| INSTRUCTIONS FOR THE TASK |
Use the entries below to count the lines that hold the word "power"; answer with the number only.

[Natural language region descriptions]
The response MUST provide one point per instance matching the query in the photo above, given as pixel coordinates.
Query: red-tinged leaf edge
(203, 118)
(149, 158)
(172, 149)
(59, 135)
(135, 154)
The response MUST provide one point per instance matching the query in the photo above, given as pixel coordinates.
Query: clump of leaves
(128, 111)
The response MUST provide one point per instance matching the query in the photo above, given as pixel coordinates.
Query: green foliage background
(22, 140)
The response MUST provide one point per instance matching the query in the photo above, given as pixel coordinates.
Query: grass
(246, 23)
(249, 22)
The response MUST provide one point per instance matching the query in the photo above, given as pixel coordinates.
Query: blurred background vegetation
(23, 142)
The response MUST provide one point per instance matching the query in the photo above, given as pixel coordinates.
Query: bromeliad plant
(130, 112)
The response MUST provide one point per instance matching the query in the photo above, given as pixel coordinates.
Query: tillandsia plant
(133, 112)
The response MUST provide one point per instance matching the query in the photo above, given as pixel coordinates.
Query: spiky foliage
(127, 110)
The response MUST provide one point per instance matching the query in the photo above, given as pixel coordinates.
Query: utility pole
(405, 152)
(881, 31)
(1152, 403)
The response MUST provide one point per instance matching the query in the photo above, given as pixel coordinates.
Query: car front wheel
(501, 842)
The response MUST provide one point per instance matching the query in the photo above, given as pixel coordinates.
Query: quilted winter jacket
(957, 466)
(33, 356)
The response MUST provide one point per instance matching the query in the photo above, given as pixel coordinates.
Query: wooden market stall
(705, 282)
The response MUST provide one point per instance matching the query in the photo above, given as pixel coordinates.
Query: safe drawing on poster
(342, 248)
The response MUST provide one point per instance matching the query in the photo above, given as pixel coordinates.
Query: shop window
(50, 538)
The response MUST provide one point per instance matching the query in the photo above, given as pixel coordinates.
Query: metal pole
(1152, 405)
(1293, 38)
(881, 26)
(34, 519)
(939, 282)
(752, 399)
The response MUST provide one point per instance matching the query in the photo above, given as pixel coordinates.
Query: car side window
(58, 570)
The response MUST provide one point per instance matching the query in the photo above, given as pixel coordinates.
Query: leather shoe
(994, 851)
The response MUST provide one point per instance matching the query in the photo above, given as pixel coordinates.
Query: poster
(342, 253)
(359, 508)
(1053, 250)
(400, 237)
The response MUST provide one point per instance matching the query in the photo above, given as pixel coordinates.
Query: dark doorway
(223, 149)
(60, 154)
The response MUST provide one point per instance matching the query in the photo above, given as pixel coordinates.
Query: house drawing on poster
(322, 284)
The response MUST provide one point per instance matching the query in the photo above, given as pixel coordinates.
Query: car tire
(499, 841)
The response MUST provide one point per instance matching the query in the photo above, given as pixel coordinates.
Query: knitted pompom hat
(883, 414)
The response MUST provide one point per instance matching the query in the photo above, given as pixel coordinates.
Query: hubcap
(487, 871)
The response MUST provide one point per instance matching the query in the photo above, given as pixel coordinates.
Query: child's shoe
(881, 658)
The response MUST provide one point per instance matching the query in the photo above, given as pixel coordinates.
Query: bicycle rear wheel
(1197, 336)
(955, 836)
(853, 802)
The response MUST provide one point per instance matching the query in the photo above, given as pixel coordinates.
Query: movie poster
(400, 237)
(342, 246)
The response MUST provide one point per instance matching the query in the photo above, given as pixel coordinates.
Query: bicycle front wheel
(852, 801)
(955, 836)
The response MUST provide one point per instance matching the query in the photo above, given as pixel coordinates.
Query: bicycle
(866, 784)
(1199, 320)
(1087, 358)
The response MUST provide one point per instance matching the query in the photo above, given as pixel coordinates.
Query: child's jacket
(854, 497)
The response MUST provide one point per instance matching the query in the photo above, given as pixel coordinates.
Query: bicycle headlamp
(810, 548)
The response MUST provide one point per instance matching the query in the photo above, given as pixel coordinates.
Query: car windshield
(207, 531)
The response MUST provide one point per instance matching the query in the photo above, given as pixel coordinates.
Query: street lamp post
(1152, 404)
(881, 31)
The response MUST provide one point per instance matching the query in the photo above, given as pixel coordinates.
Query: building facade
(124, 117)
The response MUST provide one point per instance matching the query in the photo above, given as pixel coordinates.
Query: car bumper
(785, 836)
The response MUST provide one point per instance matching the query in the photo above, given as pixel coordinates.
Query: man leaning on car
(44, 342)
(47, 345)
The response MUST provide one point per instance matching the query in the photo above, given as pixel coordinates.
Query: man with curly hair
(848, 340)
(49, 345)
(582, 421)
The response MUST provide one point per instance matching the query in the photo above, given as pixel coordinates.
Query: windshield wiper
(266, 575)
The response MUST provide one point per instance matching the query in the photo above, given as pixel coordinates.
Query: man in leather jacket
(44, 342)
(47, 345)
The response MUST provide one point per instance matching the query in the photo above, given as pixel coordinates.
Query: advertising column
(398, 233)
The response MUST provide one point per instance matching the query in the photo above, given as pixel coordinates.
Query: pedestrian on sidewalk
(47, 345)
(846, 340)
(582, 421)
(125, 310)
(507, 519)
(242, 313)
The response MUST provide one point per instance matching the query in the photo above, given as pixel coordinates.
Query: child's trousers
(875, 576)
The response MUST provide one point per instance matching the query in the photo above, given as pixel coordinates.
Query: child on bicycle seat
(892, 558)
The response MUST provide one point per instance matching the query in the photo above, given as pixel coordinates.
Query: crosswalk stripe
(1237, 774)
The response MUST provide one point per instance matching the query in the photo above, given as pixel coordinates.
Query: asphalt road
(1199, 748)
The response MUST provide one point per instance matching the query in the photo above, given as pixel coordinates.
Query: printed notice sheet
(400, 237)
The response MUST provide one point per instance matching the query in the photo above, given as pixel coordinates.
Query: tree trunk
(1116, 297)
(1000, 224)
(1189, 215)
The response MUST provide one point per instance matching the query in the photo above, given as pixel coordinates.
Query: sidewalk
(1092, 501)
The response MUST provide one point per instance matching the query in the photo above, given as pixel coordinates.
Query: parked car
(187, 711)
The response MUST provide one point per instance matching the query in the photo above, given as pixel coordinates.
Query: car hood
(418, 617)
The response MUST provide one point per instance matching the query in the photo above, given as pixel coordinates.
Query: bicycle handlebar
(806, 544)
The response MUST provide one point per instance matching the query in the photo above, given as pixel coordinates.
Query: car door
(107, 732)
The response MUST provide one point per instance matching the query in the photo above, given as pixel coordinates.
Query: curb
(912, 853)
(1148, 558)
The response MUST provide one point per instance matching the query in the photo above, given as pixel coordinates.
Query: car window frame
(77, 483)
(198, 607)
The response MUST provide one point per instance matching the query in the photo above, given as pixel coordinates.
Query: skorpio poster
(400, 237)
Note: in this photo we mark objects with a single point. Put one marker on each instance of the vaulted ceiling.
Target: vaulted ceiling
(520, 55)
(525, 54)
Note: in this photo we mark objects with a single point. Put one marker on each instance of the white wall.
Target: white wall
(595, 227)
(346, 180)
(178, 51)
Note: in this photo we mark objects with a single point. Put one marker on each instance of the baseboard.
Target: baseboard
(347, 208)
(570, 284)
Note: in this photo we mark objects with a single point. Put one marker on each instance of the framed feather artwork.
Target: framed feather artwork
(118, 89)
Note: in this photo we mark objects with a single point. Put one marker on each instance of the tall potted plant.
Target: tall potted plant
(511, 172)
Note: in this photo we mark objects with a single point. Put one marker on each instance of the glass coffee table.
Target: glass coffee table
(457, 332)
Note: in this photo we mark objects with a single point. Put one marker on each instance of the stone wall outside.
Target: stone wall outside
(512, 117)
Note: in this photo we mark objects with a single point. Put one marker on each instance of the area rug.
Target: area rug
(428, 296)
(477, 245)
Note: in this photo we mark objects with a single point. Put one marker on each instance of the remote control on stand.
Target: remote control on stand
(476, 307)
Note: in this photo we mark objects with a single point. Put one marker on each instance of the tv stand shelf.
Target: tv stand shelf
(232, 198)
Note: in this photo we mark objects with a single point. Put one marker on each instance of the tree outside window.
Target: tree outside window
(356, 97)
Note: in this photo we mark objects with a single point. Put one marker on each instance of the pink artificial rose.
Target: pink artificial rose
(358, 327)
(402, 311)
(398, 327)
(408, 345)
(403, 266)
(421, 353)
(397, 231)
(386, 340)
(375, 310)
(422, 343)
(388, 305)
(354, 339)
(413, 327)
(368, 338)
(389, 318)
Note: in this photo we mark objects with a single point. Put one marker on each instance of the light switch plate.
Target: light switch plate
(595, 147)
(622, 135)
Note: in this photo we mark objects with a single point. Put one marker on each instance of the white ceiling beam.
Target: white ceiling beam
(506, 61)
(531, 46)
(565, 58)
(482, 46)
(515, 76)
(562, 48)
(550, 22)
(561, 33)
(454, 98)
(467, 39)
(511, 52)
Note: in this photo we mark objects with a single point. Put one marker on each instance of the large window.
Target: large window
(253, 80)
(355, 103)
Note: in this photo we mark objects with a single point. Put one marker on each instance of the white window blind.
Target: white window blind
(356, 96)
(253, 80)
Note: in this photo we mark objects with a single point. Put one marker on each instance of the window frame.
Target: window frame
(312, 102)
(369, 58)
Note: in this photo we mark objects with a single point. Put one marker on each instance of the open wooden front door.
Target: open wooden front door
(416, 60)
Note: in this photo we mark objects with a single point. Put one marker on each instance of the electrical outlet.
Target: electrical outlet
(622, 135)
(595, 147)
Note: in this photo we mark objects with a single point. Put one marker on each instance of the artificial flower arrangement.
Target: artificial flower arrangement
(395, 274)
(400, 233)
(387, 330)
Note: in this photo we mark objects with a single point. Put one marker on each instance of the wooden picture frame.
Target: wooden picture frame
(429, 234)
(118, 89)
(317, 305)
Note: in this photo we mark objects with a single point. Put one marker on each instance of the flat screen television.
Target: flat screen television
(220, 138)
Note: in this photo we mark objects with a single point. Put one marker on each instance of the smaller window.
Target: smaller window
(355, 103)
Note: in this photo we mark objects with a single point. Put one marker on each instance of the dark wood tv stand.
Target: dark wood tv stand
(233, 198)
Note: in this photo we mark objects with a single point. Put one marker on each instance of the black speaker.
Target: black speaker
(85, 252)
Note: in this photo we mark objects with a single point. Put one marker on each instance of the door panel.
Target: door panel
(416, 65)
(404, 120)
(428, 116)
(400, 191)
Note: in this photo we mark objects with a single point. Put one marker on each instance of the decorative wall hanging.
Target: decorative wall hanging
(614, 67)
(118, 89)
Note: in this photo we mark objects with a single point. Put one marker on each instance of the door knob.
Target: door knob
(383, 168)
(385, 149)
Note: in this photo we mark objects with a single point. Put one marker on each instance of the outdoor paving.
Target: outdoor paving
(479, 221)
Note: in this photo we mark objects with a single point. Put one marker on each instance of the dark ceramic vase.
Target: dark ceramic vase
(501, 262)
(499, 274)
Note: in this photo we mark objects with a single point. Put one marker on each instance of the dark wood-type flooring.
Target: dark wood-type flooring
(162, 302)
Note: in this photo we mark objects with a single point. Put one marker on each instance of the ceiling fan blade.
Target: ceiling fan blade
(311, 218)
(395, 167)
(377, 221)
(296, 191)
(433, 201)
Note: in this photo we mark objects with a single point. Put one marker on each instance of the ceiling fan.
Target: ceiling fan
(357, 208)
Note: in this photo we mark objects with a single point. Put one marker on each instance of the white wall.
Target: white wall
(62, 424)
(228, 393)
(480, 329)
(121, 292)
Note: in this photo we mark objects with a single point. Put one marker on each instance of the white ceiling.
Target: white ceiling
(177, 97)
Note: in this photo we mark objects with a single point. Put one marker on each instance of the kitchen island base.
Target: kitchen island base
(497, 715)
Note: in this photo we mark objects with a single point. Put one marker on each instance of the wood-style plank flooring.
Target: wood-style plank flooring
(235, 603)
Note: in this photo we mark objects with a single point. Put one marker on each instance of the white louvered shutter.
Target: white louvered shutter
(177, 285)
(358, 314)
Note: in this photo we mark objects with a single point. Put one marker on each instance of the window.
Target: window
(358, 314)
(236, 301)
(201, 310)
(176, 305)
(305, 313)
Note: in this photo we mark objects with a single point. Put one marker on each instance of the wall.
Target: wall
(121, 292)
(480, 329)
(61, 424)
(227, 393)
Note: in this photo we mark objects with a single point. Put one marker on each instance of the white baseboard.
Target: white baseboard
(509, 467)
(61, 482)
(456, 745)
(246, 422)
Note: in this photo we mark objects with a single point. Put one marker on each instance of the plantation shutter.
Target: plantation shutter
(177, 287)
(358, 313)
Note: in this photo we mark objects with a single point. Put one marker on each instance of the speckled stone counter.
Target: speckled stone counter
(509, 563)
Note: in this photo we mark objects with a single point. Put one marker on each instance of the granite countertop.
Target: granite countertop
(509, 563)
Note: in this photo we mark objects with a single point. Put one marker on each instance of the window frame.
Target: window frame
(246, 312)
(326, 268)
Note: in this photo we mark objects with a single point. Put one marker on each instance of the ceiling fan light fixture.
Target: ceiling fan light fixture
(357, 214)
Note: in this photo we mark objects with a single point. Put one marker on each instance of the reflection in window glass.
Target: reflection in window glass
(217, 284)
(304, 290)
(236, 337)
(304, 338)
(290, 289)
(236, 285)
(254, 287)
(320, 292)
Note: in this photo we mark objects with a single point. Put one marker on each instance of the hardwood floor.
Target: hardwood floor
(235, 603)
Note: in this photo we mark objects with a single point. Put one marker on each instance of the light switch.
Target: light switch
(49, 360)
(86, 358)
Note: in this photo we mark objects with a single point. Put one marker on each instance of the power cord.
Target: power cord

| ANSWER |
2